§ **Work request**:
Each line in the records below, from the one that contains "Target — black wooden frame" to the one that contains "Target — circular celtic knot motif", should be reproduced exactly, the first and last included.

[Exercise data Boundary: Start]

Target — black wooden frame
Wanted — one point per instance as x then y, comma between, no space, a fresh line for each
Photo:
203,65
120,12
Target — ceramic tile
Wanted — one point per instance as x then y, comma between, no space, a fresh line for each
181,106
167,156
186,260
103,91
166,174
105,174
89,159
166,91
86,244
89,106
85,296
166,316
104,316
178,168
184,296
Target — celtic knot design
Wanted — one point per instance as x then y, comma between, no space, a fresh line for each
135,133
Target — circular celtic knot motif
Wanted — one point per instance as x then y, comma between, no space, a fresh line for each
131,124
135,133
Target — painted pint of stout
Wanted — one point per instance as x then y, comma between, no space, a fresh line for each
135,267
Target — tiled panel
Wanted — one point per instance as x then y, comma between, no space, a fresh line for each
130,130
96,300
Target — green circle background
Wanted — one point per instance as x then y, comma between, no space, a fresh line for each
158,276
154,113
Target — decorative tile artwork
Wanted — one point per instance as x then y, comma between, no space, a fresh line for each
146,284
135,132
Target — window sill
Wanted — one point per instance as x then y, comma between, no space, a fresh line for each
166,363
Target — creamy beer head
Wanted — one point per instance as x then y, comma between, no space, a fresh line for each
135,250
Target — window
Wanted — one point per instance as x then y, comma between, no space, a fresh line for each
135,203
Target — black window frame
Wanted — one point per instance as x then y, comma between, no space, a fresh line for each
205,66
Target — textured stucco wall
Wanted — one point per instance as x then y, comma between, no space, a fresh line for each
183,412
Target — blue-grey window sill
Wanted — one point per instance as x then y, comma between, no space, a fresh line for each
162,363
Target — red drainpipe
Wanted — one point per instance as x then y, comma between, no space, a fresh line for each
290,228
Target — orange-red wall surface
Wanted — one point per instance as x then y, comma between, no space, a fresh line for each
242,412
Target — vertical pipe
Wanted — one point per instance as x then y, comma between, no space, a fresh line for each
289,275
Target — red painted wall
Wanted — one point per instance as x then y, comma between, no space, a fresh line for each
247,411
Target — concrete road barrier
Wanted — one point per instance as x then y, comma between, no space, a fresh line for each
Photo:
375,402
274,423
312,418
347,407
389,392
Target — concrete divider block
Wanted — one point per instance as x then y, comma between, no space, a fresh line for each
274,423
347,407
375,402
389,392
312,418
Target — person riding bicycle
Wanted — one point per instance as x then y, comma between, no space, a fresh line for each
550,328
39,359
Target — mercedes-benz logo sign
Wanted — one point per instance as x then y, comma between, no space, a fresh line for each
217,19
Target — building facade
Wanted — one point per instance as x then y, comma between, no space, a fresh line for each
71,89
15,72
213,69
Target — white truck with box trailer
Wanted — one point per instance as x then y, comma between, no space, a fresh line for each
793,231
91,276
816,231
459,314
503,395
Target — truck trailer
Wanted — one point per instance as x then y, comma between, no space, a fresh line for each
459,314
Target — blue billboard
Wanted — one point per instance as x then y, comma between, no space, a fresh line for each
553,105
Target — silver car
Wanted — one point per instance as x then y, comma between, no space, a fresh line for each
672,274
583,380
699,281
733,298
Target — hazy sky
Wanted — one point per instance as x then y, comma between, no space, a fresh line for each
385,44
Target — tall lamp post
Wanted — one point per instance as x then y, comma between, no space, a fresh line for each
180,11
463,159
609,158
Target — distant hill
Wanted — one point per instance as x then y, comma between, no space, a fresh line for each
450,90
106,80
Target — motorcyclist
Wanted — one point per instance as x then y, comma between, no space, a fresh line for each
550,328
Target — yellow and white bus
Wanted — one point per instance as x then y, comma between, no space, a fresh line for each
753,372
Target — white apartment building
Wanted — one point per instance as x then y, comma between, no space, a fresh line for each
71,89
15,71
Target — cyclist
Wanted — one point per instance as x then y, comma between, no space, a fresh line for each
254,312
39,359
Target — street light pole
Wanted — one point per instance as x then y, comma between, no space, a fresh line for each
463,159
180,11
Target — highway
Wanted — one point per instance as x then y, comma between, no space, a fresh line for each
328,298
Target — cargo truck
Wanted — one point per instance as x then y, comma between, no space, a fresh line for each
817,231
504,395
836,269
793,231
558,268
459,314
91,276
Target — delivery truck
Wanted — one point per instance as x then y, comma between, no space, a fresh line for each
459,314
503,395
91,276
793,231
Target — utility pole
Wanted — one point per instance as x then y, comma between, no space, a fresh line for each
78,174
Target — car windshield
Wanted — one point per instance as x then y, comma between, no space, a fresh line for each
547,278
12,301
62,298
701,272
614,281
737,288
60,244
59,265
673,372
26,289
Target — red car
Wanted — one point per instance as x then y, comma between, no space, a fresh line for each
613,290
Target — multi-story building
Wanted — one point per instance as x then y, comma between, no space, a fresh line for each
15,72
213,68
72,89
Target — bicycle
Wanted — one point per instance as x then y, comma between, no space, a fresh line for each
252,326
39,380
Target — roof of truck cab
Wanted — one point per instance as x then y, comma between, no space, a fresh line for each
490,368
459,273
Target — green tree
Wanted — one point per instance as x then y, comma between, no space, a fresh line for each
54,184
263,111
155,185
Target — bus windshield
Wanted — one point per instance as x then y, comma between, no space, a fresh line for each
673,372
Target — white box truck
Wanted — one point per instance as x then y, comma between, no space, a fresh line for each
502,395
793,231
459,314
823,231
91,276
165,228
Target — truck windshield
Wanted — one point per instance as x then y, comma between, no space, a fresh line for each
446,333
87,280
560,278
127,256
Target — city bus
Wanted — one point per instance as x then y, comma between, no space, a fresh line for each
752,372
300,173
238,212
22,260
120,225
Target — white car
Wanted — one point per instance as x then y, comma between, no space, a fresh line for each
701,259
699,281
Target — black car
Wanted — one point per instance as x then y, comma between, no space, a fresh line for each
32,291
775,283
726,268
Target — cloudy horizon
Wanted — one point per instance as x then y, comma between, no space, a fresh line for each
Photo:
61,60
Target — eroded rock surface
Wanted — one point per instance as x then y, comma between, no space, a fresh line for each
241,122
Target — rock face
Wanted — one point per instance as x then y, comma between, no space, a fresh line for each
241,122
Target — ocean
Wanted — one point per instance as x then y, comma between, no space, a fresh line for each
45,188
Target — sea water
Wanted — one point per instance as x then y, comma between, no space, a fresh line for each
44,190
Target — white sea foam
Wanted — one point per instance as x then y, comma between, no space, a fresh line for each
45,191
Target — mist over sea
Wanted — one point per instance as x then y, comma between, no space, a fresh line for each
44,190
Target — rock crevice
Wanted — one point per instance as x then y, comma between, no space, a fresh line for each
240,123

[Exercise data Boundary: End]
[Exercise data Boundary: Start]

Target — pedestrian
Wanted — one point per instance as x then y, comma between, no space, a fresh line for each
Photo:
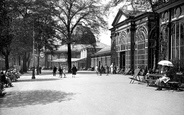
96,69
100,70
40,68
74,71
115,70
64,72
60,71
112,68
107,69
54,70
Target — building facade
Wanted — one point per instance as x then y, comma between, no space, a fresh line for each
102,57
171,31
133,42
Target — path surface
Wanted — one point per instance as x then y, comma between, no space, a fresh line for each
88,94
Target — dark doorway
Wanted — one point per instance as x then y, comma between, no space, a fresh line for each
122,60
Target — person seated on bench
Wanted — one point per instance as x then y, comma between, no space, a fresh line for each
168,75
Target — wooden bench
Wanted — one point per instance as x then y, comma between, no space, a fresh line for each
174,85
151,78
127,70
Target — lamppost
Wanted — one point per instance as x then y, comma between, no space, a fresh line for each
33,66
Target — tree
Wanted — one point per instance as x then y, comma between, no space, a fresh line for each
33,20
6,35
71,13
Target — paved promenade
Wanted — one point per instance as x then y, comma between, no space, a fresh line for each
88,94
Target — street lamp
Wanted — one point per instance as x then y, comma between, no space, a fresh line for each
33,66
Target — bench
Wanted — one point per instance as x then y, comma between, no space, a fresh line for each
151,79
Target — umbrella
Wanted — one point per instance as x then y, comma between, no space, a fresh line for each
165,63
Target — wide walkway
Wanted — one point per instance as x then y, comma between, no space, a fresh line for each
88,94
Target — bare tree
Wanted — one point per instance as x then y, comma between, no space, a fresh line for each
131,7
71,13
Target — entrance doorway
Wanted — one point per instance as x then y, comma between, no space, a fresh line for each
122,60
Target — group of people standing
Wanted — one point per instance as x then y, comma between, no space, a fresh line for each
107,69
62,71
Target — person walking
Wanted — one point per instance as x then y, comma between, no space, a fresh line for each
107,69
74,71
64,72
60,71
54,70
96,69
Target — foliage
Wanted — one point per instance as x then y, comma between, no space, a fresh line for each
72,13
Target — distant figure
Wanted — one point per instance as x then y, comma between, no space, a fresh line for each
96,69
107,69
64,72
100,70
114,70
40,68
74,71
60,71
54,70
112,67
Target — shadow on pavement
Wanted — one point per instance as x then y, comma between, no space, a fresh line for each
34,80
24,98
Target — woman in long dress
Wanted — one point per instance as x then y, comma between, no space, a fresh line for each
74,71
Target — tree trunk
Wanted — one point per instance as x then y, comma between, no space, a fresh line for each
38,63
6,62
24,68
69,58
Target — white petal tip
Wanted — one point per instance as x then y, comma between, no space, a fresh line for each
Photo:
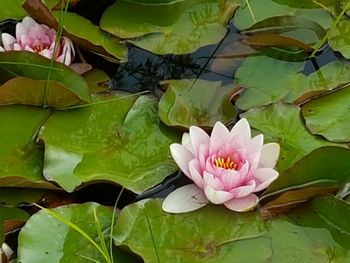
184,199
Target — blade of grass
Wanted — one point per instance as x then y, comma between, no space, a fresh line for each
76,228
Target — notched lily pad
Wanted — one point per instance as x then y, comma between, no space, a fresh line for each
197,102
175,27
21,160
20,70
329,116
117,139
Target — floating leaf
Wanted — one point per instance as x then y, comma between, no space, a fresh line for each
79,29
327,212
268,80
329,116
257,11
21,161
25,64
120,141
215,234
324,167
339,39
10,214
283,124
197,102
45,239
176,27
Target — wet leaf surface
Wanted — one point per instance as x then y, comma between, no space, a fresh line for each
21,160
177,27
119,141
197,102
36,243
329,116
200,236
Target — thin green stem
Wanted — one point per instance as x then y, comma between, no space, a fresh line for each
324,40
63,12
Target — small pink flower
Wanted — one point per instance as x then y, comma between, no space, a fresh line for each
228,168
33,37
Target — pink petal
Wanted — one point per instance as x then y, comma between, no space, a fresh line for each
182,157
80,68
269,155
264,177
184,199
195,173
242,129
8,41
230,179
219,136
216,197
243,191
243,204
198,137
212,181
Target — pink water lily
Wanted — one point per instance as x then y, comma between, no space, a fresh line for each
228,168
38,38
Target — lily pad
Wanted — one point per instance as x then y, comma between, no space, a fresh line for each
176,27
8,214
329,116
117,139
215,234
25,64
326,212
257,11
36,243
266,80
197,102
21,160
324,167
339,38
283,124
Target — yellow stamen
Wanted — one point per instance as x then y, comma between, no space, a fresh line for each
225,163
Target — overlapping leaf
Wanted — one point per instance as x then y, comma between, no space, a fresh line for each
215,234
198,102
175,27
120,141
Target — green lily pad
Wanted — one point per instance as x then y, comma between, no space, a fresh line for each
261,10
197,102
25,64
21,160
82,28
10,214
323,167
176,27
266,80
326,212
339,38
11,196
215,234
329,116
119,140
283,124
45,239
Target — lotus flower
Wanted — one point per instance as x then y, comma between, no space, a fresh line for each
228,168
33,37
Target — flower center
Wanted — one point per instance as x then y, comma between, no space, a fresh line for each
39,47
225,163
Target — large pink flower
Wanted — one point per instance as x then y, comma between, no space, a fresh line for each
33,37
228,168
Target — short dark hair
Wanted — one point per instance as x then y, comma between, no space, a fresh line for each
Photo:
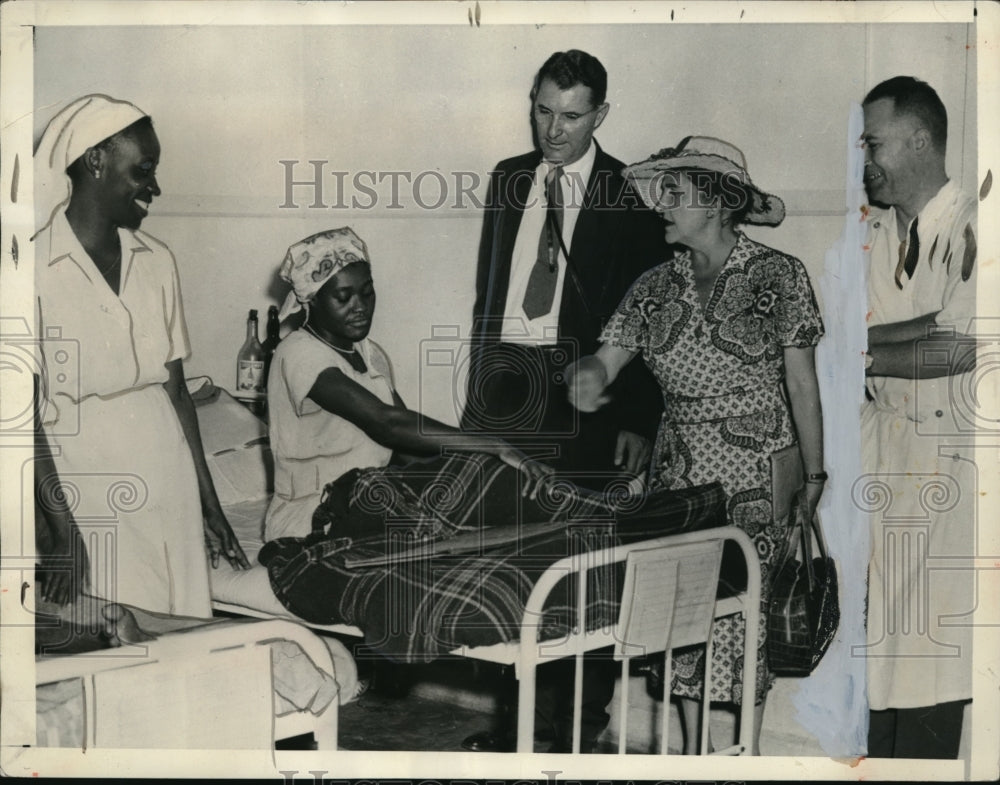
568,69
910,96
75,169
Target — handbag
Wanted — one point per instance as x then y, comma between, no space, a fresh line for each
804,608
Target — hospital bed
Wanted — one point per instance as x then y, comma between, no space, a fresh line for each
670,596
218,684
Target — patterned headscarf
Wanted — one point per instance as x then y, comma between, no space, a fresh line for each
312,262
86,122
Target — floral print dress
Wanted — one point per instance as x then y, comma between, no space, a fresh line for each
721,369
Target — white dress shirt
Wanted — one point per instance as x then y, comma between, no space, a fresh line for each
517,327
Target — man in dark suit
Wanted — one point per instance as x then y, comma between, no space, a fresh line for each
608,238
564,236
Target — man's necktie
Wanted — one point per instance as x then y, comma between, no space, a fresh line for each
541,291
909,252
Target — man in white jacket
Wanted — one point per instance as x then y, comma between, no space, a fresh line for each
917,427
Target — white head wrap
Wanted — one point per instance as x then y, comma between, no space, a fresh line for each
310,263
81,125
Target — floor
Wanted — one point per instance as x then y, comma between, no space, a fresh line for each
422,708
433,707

[Exercise data Boundary: End]
[Exercise data Boundary: Start]

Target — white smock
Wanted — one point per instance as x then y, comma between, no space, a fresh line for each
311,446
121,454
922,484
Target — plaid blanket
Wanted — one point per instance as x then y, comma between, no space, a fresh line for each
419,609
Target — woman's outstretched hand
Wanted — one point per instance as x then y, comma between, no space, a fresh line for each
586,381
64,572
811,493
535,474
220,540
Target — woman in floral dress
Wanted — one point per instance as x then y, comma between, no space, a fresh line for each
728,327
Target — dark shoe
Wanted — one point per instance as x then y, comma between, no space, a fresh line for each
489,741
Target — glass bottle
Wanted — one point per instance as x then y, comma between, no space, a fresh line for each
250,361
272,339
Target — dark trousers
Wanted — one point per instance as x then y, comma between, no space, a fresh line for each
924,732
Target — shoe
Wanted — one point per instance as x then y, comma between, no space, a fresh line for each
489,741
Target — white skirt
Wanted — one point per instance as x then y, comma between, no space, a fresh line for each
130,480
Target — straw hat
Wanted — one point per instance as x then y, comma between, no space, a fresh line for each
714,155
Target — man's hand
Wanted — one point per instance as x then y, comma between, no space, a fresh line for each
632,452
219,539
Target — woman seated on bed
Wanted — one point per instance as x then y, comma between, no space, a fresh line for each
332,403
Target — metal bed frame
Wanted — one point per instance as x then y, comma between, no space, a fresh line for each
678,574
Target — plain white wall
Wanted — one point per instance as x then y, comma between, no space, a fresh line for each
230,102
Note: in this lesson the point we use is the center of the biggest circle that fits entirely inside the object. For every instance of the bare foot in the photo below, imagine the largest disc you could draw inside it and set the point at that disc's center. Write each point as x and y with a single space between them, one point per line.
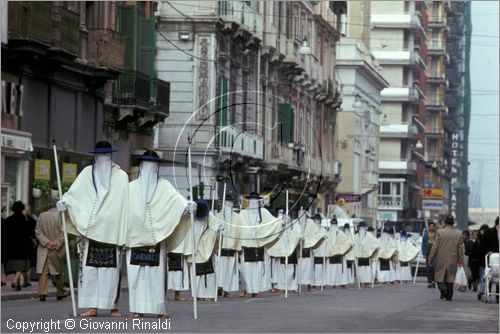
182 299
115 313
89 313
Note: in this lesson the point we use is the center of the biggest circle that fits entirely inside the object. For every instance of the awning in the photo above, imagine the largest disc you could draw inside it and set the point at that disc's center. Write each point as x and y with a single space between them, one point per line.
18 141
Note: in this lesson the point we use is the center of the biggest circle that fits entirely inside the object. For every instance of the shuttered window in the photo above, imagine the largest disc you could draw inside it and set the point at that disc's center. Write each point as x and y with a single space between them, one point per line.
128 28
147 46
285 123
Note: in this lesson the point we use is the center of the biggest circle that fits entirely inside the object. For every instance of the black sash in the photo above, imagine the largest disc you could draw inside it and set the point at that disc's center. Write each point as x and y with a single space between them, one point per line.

[Exercise data Boundary: End]

§ **Written response**:
Target — black wooden frame
Wanted — one point per instance as x then y, comma between, no space, a fresh line for each
Photo:
203,65
120,12
Target — ceramic tile
Wanted — one point per instance as x then y, comma between, no space, a fresh line for each
181,106
167,156
186,260
103,91
166,174
105,174
89,159
166,91
86,244
89,106
85,296
166,316
104,316
178,168
184,296
Target — celtic knot design
Wanted — one point per instance as x then y, comma between, no space, a fresh line for each
135,133
Target — circular celtic knot motif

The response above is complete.